═══ EXTRACTED ENTRIES ═══

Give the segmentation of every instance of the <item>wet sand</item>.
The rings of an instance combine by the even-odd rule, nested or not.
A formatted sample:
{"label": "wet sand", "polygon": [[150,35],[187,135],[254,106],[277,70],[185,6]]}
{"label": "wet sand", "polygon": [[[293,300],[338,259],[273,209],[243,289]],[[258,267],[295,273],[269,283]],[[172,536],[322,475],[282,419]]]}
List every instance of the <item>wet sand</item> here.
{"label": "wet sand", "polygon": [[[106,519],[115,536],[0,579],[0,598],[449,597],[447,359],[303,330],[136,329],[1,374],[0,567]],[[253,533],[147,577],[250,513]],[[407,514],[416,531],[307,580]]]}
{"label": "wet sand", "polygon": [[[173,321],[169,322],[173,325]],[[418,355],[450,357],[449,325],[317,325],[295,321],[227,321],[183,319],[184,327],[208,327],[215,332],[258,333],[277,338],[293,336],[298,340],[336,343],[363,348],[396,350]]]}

═══

DESCRIPTION OF THE TASK:
With the line that contains "List every instance" as your start, reproduce the data above exactly through its last line, and nothing before that start.

TASK OUTPUT:
List every instance of the <item>wet sand</item> here.
{"label": "wet sand", "polygon": [[[106,519],[115,536],[0,579],[0,598],[449,597],[447,359],[303,330],[136,329],[1,374],[0,567]],[[253,533],[147,577],[250,513]],[[407,514],[416,531],[307,580]]]}
{"label": "wet sand", "polygon": [[[173,321],[169,322],[173,325]],[[418,355],[450,357],[449,325],[317,325],[295,321],[227,321],[183,319],[184,327],[208,327],[215,332],[258,333],[277,338],[293,336],[298,340],[336,343],[363,348],[396,350]]]}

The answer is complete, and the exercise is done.